→ Position annotation records
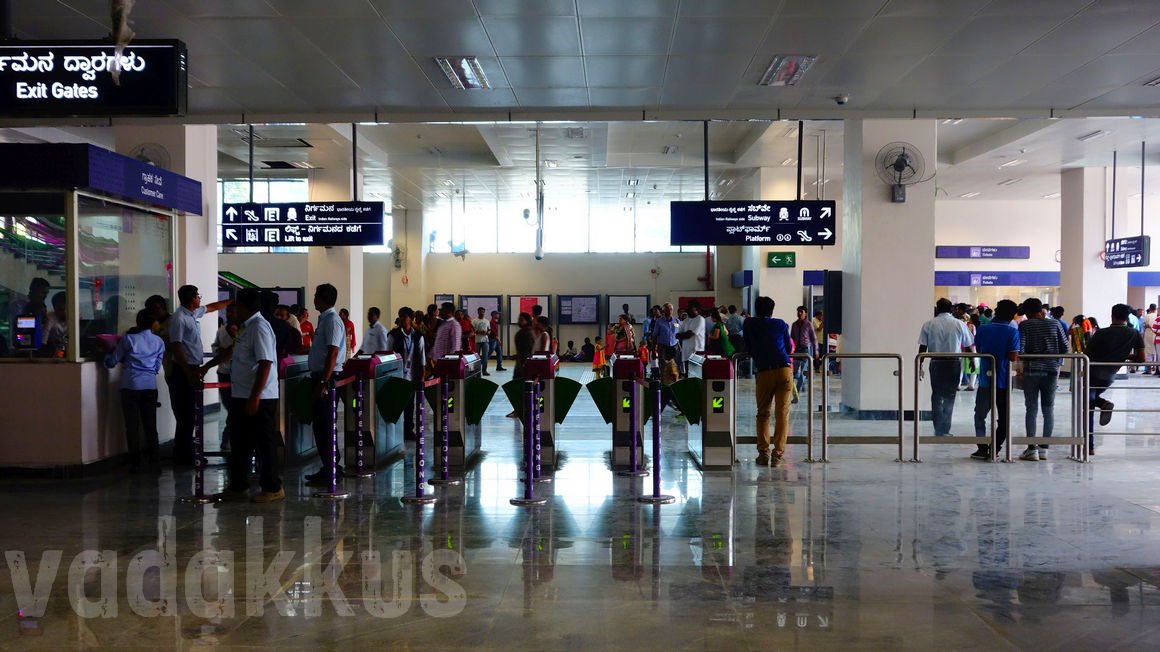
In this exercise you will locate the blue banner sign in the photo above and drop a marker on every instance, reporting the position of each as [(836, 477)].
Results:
[(302, 224), (753, 223), (983, 251), (1000, 279), (1128, 252)]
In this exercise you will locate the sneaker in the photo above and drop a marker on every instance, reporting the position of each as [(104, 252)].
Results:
[(231, 495), (270, 495), (1106, 412)]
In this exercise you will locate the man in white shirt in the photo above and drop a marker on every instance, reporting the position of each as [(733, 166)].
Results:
[(376, 338), (480, 326)]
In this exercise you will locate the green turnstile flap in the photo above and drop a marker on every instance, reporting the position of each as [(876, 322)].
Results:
[(301, 393), (392, 396), (687, 393), (566, 392), (478, 395), (603, 395)]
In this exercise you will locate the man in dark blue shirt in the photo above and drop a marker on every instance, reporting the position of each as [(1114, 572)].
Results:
[(1000, 339), (768, 341)]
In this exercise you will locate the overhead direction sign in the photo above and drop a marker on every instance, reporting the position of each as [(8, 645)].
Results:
[(753, 223), (302, 224), (1128, 252)]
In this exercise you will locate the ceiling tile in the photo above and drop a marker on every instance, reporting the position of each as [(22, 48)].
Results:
[(1090, 34), (526, 7), (633, 9), (625, 36), (534, 36), (446, 36), (999, 35), (544, 72), (710, 35), (553, 98), (625, 72), (906, 35), (624, 96)]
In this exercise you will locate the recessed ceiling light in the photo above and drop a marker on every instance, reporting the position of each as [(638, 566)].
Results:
[(464, 73), (1092, 136), (787, 70)]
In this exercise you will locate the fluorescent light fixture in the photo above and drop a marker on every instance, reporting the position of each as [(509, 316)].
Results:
[(1092, 136), (787, 70), (464, 73)]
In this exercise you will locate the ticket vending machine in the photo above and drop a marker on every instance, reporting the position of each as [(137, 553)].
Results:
[(464, 439), (543, 366), (626, 371), (712, 442)]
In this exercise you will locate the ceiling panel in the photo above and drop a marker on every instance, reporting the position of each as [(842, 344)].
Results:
[(626, 36), (534, 36), (544, 72)]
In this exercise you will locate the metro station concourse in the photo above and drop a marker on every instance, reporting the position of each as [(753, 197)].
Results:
[(575, 156)]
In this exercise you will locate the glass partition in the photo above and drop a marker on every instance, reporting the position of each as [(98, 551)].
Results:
[(125, 255)]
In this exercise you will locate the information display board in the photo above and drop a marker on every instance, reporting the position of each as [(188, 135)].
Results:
[(638, 306), (523, 303), (303, 224), (72, 78), (756, 222), (578, 309)]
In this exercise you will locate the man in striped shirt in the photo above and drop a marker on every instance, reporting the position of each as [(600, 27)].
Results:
[(1039, 334)]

→ Given request
Rewrite the rows from the line containing "In this exercise you will locate the man in dark" through the line containing "[(1092, 136), (787, 70), (464, 73)]", every line in full, adding 53 to each coordinate in the Results lines. Keep every other number unchanged.

→ Result
In this exercise you will locate the man in dark blue shirt in the photo above and drop a marker on every instance, reporting the position of each as [(1114, 572)].
Results:
[(1053, 392), (821, 394)]
In this exercise you will locate the overhead direction sign in the photo above and drop a marker on every instance, reporting the position of each as [(8, 645)].
Results:
[(806, 276), (355, 277), (1181, 305)]
In this exercise you will locate the ceiling tile in the photo above and drop a marker on every instance, reporting the position of each as [(22, 48)].
Results:
[(1143, 87), (579, 60), (686, 62), (678, 89), (587, 89), (499, 89), (1052, 88), (597, 125), (763, 88), (606, 151), (678, 125), (959, 88), (677, 149)]
In this exercise you will locate the recessed ceiling light in the photo above and drop a marker on every instance, reporting the position of each as [(638, 566)].
Results:
[(517, 126), (1145, 189), (840, 123)]
In this exercise you will locate the fluorescent light fixture in the photo above and drop a marker on every instance, reporting the position of each as [(509, 316)].
Results:
[(1145, 189), (840, 123), (517, 126)]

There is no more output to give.